• Work item:
Within the records below is a range that opens at the line with "Target: sweatshirt sleeve" and closes at the line with "Target: woman's face". Return that range word for word, both ends included, and only that range.

• Information provided:
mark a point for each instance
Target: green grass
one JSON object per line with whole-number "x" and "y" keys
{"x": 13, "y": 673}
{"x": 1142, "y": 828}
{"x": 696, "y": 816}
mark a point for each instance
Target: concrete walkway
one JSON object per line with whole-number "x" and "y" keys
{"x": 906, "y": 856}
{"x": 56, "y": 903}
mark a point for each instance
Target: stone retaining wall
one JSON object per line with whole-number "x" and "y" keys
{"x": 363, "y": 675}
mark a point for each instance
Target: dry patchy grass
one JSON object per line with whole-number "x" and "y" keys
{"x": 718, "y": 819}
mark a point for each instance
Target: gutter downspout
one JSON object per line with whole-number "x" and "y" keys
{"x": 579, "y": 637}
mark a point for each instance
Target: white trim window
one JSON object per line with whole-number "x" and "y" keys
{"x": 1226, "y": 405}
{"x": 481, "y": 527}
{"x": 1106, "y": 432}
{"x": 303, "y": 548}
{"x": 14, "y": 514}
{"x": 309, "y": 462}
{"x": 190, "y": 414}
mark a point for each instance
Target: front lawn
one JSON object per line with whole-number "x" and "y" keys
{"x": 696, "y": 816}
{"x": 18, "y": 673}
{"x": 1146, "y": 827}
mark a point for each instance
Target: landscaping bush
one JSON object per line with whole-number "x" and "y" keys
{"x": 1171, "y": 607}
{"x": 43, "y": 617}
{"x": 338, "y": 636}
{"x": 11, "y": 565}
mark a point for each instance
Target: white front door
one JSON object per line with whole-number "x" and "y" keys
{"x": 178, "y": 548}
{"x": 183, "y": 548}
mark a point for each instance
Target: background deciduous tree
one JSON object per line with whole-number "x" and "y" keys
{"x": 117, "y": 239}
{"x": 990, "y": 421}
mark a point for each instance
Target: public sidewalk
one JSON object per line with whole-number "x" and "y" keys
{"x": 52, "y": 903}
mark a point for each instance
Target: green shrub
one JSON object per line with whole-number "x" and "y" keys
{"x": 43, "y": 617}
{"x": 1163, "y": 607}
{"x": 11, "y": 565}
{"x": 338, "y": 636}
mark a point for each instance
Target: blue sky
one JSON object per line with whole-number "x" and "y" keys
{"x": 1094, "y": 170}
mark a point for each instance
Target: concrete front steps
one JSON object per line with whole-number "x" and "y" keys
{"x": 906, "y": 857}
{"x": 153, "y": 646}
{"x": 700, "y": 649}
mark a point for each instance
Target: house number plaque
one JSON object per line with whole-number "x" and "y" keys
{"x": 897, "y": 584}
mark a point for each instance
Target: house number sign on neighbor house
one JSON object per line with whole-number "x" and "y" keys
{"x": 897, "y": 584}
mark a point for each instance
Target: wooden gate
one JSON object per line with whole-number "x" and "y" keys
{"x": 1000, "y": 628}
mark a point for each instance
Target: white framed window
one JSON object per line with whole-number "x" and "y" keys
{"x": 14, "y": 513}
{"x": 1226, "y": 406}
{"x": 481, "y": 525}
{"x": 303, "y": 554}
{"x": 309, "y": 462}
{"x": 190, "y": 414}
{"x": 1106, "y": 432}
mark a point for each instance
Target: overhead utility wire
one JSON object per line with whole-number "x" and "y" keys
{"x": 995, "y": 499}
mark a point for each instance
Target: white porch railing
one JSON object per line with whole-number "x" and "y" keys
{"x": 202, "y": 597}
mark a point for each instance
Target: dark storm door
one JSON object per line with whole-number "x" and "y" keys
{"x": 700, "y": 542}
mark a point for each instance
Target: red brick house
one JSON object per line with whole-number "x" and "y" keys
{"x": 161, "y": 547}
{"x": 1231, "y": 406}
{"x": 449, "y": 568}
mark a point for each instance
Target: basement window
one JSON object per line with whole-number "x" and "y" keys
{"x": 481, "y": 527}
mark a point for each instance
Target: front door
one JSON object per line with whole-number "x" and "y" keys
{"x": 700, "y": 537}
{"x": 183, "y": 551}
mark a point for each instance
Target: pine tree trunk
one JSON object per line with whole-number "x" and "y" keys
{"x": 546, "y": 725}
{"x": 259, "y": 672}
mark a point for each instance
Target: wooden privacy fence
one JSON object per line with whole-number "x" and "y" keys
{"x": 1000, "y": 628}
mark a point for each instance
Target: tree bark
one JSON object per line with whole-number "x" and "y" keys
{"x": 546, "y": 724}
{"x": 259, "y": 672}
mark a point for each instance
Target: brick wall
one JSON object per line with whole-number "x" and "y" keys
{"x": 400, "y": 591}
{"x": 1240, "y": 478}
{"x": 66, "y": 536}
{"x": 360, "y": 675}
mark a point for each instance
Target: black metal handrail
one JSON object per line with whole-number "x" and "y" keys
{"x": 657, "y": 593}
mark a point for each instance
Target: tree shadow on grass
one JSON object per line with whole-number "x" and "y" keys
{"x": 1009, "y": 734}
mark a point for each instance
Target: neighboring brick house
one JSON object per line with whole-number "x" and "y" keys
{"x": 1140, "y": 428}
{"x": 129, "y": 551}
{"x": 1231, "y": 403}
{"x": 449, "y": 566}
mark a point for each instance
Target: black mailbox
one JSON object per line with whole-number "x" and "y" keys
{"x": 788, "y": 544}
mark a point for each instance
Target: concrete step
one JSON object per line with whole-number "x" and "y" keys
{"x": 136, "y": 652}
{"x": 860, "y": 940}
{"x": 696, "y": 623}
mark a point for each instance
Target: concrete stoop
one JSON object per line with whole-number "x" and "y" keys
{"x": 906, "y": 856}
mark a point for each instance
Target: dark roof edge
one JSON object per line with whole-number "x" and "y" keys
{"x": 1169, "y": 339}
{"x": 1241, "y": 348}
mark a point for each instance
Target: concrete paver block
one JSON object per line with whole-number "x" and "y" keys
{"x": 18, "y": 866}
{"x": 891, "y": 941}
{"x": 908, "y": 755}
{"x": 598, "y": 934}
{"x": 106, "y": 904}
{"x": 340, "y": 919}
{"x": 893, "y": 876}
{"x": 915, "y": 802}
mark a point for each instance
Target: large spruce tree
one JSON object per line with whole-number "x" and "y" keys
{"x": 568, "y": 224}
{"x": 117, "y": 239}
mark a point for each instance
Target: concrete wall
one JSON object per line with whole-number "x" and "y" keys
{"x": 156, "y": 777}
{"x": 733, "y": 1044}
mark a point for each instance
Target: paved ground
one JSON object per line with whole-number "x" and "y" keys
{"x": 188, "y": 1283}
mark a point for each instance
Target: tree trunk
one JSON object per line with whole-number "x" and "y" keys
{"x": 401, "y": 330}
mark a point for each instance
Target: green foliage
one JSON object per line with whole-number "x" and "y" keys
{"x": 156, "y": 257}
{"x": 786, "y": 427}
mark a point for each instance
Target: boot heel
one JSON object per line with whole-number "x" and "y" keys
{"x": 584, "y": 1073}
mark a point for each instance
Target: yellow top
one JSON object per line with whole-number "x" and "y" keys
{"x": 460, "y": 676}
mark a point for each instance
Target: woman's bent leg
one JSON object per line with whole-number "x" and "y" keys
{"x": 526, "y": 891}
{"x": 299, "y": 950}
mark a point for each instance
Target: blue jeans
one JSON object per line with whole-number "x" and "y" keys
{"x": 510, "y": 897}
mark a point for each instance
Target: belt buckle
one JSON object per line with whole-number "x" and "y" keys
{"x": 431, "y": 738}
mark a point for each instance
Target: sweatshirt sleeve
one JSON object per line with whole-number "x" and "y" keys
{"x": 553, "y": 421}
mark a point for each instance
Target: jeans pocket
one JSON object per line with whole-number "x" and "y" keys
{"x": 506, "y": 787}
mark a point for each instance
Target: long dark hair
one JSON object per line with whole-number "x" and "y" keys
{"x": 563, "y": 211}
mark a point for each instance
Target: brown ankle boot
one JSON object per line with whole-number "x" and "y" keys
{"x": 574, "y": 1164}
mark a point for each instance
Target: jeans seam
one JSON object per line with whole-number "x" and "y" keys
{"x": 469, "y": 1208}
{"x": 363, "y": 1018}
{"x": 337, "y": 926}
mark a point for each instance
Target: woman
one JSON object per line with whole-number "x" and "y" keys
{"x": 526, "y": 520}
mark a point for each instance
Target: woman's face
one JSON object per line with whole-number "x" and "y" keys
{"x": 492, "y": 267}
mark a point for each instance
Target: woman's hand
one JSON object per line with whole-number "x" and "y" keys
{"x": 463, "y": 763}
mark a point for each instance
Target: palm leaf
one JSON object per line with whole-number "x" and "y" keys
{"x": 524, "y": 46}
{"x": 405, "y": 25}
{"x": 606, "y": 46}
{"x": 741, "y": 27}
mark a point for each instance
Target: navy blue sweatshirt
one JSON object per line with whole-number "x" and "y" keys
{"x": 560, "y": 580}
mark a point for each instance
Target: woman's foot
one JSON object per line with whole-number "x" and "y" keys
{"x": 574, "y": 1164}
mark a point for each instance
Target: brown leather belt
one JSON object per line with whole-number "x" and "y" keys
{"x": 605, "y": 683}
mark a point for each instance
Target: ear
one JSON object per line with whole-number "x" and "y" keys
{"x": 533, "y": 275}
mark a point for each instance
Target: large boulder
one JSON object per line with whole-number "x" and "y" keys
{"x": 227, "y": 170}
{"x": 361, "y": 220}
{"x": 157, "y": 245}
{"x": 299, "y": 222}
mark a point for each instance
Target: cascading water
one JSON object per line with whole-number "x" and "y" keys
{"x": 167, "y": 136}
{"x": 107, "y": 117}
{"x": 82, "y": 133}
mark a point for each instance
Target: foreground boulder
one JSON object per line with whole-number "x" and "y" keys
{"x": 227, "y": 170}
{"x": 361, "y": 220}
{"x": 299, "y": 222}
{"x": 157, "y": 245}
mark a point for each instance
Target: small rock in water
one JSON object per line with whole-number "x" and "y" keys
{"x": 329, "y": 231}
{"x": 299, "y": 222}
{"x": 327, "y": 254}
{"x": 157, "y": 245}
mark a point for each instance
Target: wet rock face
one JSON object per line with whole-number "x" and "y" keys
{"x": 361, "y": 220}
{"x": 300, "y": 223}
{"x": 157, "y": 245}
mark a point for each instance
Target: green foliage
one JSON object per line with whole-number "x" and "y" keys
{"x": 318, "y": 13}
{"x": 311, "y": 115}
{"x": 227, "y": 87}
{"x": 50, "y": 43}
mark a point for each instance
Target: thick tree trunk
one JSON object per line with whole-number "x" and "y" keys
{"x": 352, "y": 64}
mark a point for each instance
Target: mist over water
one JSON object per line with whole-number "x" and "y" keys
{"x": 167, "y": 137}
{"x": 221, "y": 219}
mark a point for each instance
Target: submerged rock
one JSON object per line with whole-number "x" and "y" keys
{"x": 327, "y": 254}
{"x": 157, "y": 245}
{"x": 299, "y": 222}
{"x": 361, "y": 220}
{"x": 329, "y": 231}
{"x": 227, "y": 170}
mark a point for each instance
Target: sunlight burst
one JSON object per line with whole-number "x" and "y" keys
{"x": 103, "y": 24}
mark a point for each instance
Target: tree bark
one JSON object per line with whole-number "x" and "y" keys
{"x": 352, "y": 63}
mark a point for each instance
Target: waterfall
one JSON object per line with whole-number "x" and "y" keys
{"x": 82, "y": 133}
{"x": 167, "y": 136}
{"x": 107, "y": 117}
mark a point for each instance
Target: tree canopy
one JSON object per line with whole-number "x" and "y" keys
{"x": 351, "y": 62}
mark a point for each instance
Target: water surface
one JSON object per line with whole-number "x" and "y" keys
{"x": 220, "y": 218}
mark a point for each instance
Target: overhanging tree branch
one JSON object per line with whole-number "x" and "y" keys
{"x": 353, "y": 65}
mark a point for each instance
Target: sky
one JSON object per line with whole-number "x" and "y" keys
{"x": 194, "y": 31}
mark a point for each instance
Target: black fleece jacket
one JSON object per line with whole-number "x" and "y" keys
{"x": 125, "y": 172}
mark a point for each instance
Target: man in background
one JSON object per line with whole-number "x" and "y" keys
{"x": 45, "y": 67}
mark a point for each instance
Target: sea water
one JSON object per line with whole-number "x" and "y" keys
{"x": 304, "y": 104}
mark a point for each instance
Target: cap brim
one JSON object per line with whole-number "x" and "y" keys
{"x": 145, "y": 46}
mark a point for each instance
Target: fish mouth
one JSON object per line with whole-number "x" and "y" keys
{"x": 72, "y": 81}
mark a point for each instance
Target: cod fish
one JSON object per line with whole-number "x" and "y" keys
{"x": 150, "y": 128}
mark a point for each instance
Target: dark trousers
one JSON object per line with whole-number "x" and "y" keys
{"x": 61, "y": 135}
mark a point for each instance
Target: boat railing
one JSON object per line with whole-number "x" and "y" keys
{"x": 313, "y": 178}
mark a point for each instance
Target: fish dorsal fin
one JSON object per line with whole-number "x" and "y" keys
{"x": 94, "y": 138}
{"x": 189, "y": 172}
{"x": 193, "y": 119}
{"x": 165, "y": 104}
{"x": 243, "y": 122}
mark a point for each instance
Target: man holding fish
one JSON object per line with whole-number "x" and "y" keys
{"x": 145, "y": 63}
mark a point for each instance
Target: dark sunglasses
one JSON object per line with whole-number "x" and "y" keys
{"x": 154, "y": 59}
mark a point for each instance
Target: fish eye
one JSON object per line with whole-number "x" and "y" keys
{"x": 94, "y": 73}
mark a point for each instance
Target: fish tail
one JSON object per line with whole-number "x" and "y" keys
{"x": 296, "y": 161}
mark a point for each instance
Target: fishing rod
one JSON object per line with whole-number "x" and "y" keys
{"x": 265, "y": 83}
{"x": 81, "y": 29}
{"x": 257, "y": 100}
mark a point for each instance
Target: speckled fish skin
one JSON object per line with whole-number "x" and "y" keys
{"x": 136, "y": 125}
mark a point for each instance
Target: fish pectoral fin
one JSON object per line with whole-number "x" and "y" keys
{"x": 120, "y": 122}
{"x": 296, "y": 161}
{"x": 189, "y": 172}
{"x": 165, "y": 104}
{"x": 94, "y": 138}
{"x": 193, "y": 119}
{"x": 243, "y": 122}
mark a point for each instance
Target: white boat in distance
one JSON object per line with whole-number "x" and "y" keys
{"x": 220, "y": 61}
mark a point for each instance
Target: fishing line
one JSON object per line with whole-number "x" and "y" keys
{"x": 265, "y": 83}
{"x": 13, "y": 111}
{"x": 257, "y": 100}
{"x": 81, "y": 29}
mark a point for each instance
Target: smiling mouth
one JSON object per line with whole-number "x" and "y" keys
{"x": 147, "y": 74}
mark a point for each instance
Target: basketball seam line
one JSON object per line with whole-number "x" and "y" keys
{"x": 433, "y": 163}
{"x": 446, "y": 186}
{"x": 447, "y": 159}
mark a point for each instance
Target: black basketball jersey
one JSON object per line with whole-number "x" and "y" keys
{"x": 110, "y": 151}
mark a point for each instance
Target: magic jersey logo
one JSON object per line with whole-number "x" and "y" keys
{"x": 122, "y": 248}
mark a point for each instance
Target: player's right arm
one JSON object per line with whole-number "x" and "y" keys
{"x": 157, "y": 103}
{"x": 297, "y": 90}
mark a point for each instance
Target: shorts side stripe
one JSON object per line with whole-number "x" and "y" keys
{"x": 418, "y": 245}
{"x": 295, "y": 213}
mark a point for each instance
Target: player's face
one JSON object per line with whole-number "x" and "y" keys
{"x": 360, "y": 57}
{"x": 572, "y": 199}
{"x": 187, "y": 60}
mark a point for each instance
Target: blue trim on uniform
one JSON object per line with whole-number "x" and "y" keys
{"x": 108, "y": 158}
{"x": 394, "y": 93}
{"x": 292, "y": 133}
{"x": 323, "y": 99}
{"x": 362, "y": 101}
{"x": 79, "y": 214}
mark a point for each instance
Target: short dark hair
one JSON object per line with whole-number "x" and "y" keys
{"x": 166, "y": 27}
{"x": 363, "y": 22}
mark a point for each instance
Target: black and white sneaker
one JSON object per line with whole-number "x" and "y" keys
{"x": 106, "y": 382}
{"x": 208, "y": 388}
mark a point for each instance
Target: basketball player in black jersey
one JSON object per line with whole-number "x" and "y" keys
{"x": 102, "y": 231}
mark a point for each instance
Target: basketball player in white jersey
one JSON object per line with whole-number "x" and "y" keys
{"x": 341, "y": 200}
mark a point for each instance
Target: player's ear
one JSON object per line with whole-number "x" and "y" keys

• Solution:
Target: sweatshirt sleeve
one JSON object per line with whole-number "x" and "y" keys
{"x": 553, "y": 421}
mark a point for each instance
Target: jeans pocket
one JSON object per line with whole-number "x" and "y" keys
{"x": 506, "y": 787}
mark a point for each instance
Target: long dark hair
one JSON object per line with whole-number "x" and "y" keys
{"x": 563, "y": 211}
mark a point for each instance
Target: brown ankle boot
one JSON object per line with whole-number "x" and "y" keys
{"x": 574, "y": 1164}
mark a point for each instance
Target: jeans seam
one JSON object per line with whole-number "x" and "y" keys
{"x": 469, "y": 1208}
{"x": 363, "y": 1018}
{"x": 337, "y": 926}
mark a point for each instance
Target: woman
one JSON object per line with whole-number "x" and "y" keys
{"x": 526, "y": 520}
mark a point for each instance
Target: woman's face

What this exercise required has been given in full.